[[ DATA, beginning ]]

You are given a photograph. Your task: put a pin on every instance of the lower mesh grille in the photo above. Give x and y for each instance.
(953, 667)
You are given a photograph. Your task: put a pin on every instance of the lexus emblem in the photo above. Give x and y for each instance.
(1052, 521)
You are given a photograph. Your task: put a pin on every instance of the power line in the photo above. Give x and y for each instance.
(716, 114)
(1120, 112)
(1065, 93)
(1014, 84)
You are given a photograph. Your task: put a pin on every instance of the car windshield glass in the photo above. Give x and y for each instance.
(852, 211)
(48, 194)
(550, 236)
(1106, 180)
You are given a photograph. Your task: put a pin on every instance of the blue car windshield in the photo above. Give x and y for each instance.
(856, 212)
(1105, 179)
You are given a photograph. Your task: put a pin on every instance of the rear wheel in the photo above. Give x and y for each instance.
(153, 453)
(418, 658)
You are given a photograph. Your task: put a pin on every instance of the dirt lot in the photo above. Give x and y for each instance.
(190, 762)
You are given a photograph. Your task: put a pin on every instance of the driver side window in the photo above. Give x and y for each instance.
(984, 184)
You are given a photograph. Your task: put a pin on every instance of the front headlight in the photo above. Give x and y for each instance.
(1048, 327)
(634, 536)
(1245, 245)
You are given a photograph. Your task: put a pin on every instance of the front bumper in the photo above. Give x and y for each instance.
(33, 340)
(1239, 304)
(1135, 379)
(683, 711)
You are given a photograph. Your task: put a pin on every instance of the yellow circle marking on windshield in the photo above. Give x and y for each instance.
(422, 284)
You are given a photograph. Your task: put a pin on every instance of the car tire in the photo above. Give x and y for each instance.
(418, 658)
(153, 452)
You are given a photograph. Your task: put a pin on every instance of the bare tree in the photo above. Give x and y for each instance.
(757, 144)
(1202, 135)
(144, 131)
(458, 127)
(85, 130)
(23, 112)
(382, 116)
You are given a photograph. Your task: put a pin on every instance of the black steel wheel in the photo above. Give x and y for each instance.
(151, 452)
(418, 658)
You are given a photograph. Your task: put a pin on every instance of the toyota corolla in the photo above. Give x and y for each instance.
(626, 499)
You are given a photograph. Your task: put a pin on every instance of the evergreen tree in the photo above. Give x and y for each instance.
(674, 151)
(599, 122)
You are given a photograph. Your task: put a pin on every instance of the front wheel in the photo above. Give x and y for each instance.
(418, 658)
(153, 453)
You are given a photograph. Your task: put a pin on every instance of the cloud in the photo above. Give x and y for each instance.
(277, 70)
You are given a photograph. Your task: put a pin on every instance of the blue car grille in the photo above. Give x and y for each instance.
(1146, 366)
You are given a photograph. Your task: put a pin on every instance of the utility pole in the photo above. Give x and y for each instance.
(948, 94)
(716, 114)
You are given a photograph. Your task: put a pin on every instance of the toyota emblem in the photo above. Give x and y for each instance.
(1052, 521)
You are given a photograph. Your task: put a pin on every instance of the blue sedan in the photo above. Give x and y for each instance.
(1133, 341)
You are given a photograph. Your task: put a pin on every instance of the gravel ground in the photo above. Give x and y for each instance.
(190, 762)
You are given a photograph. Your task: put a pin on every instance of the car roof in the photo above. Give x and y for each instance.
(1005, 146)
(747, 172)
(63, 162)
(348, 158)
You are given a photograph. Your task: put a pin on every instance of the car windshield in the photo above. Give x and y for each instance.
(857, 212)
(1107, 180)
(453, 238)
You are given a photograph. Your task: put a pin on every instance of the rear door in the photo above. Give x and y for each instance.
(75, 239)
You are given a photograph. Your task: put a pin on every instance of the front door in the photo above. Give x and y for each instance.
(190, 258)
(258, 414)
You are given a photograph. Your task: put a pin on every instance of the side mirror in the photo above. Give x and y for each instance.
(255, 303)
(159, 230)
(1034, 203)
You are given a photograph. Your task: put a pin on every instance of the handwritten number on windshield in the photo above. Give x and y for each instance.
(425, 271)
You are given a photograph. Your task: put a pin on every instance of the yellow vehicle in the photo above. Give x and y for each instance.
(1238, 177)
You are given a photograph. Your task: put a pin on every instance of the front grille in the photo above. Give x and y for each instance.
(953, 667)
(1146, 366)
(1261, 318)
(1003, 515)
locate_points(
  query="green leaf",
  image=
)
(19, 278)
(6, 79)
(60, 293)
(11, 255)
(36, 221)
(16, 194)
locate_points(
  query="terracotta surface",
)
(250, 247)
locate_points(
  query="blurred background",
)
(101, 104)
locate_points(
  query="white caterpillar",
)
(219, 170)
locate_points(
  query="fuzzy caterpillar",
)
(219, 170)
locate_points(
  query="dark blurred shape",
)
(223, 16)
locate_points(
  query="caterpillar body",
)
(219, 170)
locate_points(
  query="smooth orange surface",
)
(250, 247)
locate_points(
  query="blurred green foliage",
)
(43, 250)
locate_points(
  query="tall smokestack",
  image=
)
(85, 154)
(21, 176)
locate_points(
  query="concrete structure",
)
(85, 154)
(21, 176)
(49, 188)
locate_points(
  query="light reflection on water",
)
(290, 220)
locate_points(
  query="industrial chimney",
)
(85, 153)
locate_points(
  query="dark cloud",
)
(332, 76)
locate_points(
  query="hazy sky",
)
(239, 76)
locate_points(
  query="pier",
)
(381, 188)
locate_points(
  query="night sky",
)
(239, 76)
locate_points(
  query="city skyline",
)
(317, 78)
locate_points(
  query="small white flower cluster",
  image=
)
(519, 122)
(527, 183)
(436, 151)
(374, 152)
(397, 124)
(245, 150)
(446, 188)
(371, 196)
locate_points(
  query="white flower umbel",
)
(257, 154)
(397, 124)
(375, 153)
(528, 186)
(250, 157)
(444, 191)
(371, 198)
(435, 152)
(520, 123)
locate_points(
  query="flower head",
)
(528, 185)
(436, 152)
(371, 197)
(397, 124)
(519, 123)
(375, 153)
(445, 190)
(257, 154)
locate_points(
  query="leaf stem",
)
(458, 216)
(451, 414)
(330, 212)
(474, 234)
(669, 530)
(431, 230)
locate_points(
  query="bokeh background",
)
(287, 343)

[[ DATA, end ]]

§ **WHAT TO WORK ON**
Collect each line above holding the string "white".

§ **OUTPUT FOR THIS EXERCISE**
  query="white caterpillar",
  query="small white flower cluster",
  query="white flower umbel",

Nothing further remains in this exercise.